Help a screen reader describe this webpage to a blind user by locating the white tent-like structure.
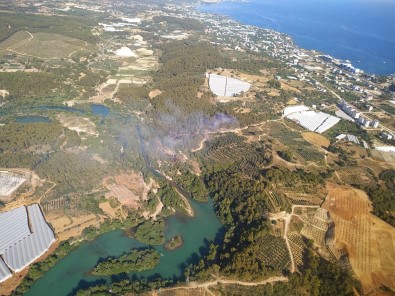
[283,105,340,134]
[115,46,137,58]
[0,204,55,282]
[208,74,251,97]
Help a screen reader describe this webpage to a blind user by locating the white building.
[0,204,55,282]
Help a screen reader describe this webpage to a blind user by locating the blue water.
[199,0,395,75]
[25,200,222,296]
[92,104,110,117]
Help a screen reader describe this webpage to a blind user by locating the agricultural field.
[302,132,331,148]
[264,122,324,164]
[287,231,306,269]
[301,208,329,249]
[0,31,96,59]
[257,235,290,270]
[323,184,395,294]
[197,134,271,175]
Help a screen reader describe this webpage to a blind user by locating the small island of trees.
[92,249,160,276]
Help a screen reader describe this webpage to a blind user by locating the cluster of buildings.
[0,204,55,282]
[340,100,379,128]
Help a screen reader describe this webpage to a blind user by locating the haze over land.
[0,0,395,296]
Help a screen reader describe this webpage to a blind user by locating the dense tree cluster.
[92,249,160,276]
[0,72,63,99]
[363,170,395,227]
[0,12,97,43]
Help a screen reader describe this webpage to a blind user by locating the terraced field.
[267,123,324,164]
[258,235,290,270]
[323,184,395,294]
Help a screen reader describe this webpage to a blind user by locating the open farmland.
[302,132,331,148]
[0,31,96,59]
[258,235,290,270]
[323,184,395,294]
[264,122,324,162]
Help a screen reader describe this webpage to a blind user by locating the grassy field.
[0,31,96,59]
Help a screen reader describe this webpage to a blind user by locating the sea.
[198,0,395,75]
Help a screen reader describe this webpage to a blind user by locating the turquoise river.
[25,200,221,296]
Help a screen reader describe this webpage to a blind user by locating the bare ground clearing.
[302,132,331,148]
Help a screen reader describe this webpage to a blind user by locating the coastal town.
[0,0,395,296]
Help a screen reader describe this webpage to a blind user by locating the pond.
[91,104,110,117]
[25,200,221,296]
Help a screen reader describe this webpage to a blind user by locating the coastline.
[195,0,395,76]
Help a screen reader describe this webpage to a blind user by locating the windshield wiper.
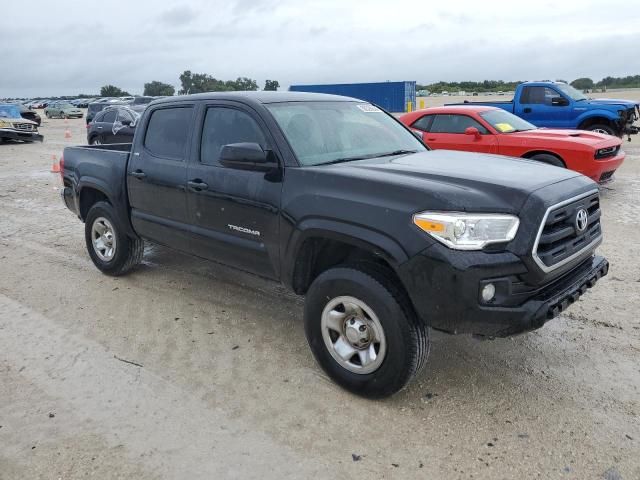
------------------------------------
EXERCISE:
Pick out every line in the listing that contains the word "cluster" and copy each one in full. Match only that exact capitalization.

CORRECT ANSWER:
Help a screen reader describe this webpage to a blind user by locating the cluster of buildings.
Help a screen reader describe this webpage to a blind user by locating the dense tree cluster.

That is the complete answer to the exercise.